======== PASSAGE TO READ ========
All solutions were prepared in 50 mM Na-phosphate buffer (pH=7.4) containing 0.5 mM DTPA, unless otherwise stated. Water was purified using Milli-Q purification system. Hydroxylamine solutions (0.1 mM) were obtained by the reduction of corresponding nitroxides by excess of ascorbic acid. Re-oxidation of the hydroxylamines back to the parent nitroxides was performed by addition of excess of PF.

EPR measurements

EPR spectra were acquired at room temperature with an EMX X-band EPR spectrometer (Bruker). Solution samples were placed into 50-μl capillary tubes.

UV-vis studies

UV-vis studies were carried out at room temperature using Beckman-Coulter DU800 spectrophotometer.

Cyclic voltammetry studies

Cyclic voltammetry was performed on a potentiostat and computer-controlled electroanalytical system VersaSTAT3. The measurements were carried out in a 10 mL cell equipped with a glassy carbon working electrode (7.07 mm2), a platinum-wire auxiliary electrode, and Ag/AgCl reference electrode in acetonitrile containing 0.1 M tetrabutylammonium perchlorate and a nitroxide at concentrations from 1.0 to 1.5 mM.
========
◆ **WHAT YOU SHOULD DO**:
Reproduce the experimental methods passage above word for word, covering everything from "EPR measurements" down to "Beckman-Coulter DU800 spectrophotometer.".
======== INFORMATION PROVIDED ========
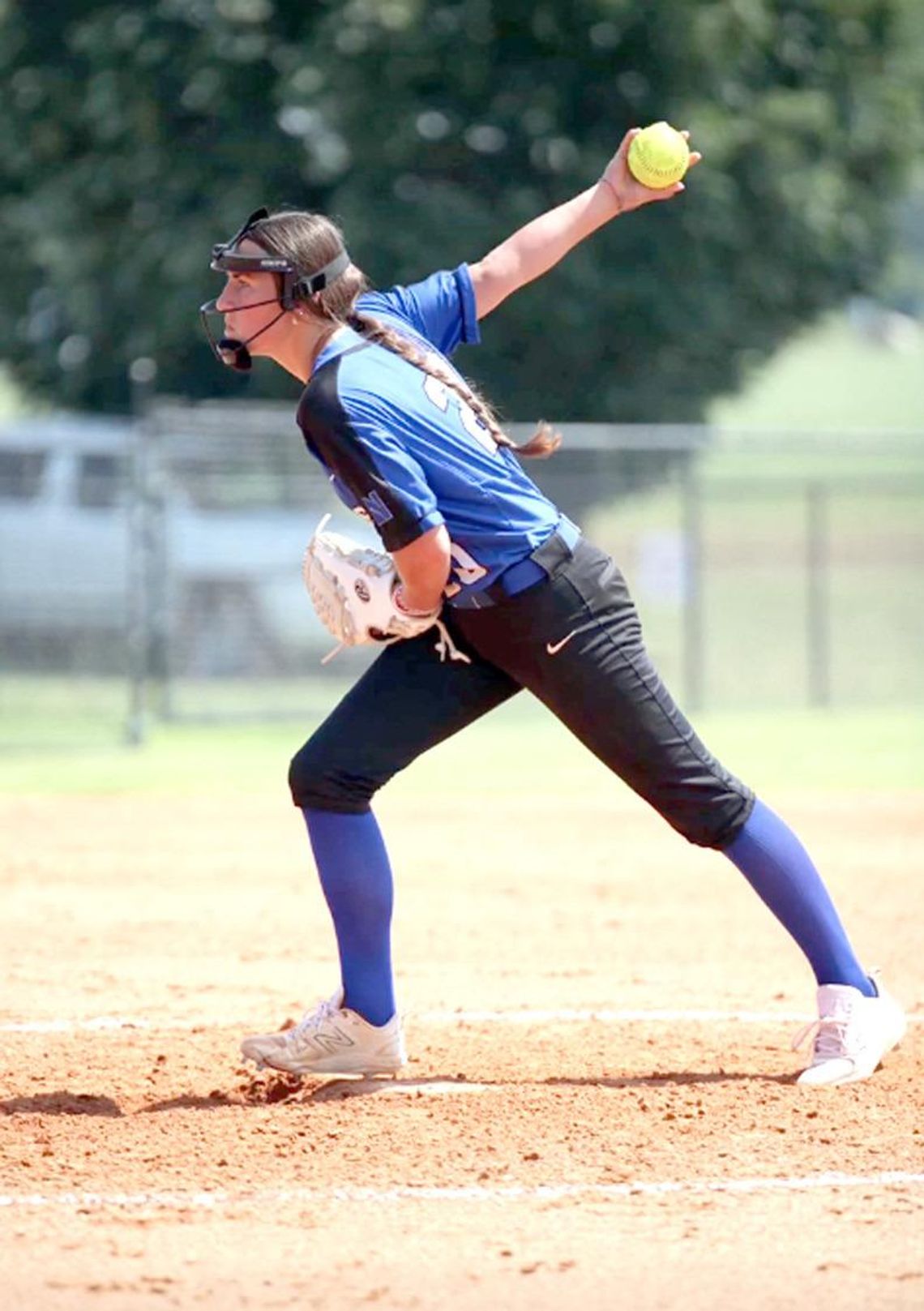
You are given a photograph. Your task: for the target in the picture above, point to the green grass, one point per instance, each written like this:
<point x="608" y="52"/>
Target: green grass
========
◆ **RESPONSE BELOW**:
EPR measurements

EPR spectra were acquired at room temperature with an EMX X-band EPR spectrometer (Bruker). Solution samples were placed into 50-μl capillary tubes.

UV-vis studies

UV-vis studies were carried out at room temperature using Beckman-Coulter DU800 spectrophotometer.